Text passage:
There's a renaissance brewing, but I'd be lying if I said the oversaturation of content, algorithms flattening everything, music coverage turning into product placement, and the influx of fashion photographers without real fashion history knowledge didn't weigh on my soul. The entertainment industry loves a layoff just as much as it loves an industry plant — and now, just as much as it loves Artificial Intelligence. We've repackaged the blog era into livestreaming, subscriptions, and paywalls. What's the fun in that?
The way we consume music has become uninspiring. Much of concert culture died with the pandemic — the camaraderie, the energy, the magic that once lived inside a live show. On top of that, there's still a lack of diversity in major lineups. As a Black woman in music and fashion, it's disheartening to see so little representation in the rooms that matter most. And fashion — what I've always loved about it is dissecting the references, analyzing the press releases, reading the fabrics and the design details. Now it feels like a mishmash of ready-to-buy pieces fighting for space in an industry dominated by fast fashion and content without context.

What you should do:
Copy the passage above about music and fashion culture word for word, in full.

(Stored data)
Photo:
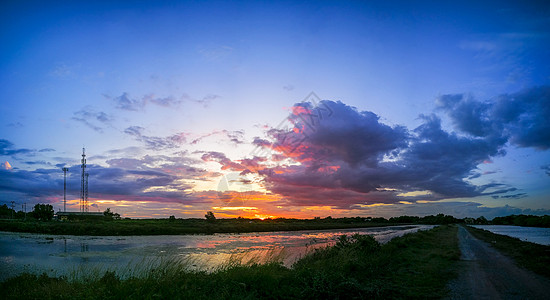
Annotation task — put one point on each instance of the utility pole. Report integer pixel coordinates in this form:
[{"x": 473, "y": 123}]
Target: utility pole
[{"x": 65, "y": 189}]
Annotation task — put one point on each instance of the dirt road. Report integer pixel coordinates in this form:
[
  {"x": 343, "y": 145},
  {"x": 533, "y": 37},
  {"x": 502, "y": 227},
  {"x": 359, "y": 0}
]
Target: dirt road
[{"x": 487, "y": 274}]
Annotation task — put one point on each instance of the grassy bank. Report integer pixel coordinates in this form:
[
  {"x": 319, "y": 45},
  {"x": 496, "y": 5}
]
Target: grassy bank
[
  {"x": 531, "y": 256},
  {"x": 179, "y": 226},
  {"x": 414, "y": 266}
]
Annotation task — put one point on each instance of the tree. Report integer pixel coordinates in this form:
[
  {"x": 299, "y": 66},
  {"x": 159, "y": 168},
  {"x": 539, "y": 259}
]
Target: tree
[
  {"x": 43, "y": 212},
  {"x": 210, "y": 216}
]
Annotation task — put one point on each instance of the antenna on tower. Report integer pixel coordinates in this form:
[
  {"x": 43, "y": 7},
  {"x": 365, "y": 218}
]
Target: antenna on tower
[
  {"x": 83, "y": 185},
  {"x": 86, "y": 193},
  {"x": 65, "y": 189}
]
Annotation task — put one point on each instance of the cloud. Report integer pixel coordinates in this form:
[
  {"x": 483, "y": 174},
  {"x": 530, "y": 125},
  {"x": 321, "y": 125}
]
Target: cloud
[
  {"x": 6, "y": 148},
  {"x": 519, "y": 118},
  {"x": 16, "y": 125},
  {"x": 128, "y": 103},
  {"x": 6, "y": 166},
  {"x": 124, "y": 102},
  {"x": 236, "y": 136},
  {"x": 157, "y": 143},
  {"x": 343, "y": 157},
  {"x": 150, "y": 178},
  {"x": 93, "y": 119}
]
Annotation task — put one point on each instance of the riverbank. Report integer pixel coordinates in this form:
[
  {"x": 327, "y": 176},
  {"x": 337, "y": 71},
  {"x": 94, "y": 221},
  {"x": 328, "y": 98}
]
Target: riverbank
[
  {"x": 413, "y": 266},
  {"x": 531, "y": 256},
  {"x": 179, "y": 226}
]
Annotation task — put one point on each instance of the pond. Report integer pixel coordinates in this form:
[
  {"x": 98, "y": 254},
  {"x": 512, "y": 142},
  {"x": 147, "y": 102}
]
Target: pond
[
  {"x": 69, "y": 255},
  {"x": 531, "y": 234}
]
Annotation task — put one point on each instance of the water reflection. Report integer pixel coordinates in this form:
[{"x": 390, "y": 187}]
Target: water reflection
[{"x": 206, "y": 252}]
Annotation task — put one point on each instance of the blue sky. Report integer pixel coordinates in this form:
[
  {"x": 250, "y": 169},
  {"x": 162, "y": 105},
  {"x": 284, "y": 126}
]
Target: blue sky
[{"x": 172, "y": 98}]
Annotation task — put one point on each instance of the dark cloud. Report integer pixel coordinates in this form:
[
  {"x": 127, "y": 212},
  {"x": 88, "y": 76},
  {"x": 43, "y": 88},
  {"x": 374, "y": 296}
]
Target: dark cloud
[
  {"x": 156, "y": 143},
  {"x": 350, "y": 157},
  {"x": 93, "y": 119},
  {"x": 521, "y": 118},
  {"x": 513, "y": 196},
  {"x": 151, "y": 178},
  {"x": 7, "y": 149}
]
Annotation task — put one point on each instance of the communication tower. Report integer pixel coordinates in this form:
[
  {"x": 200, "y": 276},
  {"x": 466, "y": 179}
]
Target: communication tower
[
  {"x": 86, "y": 193},
  {"x": 65, "y": 189},
  {"x": 83, "y": 184}
]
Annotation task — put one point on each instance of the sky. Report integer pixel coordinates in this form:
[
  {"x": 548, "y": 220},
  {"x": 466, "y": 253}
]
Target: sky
[{"x": 277, "y": 109}]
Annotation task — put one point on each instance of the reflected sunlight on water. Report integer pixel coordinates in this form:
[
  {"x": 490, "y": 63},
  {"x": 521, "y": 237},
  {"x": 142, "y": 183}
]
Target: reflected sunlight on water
[{"x": 60, "y": 255}]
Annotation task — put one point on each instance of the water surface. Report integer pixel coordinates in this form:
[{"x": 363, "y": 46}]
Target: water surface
[{"x": 67, "y": 254}]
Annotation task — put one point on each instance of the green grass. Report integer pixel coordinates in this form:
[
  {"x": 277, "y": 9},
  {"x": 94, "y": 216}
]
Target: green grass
[
  {"x": 531, "y": 256},
  {"x": 415, "y": 266}
]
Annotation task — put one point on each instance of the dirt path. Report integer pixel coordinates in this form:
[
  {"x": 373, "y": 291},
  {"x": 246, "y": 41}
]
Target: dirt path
[{"x": 487, "y": 274}]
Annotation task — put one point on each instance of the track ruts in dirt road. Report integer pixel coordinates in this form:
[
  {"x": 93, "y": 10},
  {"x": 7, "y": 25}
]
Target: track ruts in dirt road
[{"x": 486, "y": 274}]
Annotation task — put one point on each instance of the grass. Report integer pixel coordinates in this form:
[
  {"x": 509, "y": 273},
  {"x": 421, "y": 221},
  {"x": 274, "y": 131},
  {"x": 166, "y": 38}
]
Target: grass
[
  {"x": 529, "y": 255},
  {"x": 102, "y": 227},
  {"x": 415, "y": 266}
]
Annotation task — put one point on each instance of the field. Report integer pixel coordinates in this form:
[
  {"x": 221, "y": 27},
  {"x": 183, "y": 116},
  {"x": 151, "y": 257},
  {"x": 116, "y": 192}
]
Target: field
[
  {"x": 416, "y": 265},
  {"x": 531, "y": 256},
  {"x": 179, "y": 226}
]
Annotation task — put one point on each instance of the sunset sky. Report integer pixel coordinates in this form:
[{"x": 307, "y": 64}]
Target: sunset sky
[{"x": 284, "y": 109}]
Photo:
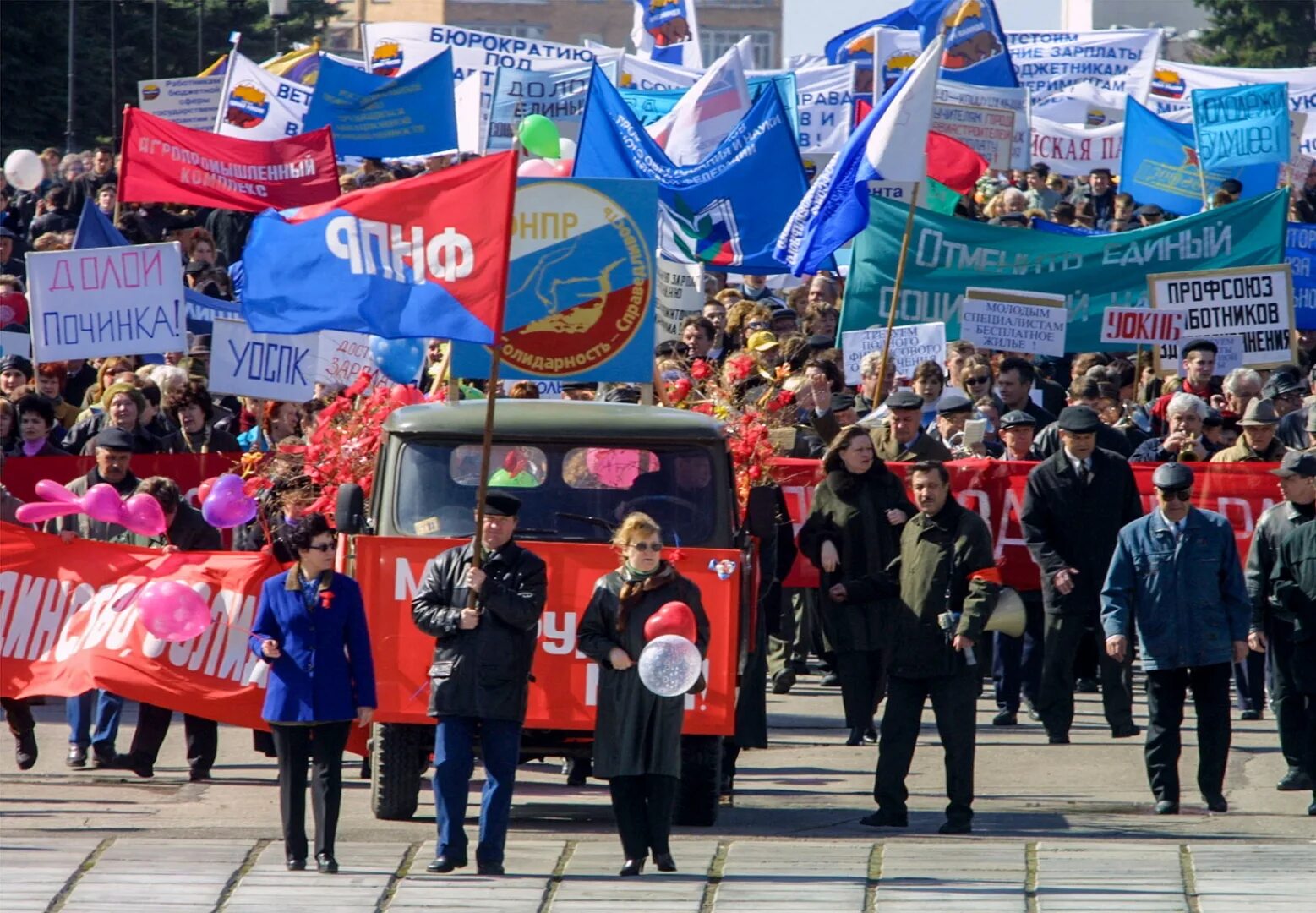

Problem solution:
There's a renaissance brewing, but I'd be lying if I said the oversaturation of content, algorithms flattening everything, music coverage turning into product placement, and the influx of fashion photographers without real fashion history knowledge didn't weigh on my soul. The entertainment industry loves a layoff just as much as it loves an industry plant — and now, just as much as it loves Artificial Intelligence. We've repackaged the blog era into livestreaming, subscriptions, and paywalls. What's the fun in that?
The way we consume music has become uninspiring. Much of concert culture died with the pandemic — the camaraderie, the energy, the magic that once lived inside a live show. On top of that, there's still a lack of diversity in major lineups. As a Black woman in music and fashion, it's disheartening to see so little representation in the rooms that matter most. And fashion — what I've always loved about it is dissecting the references, analyzing the press releases, reading the fabrics and the design details. Now it feels like a mishmash of ready-to-buy pieces fighting for space in an industry dominated by fast fashion and content without context.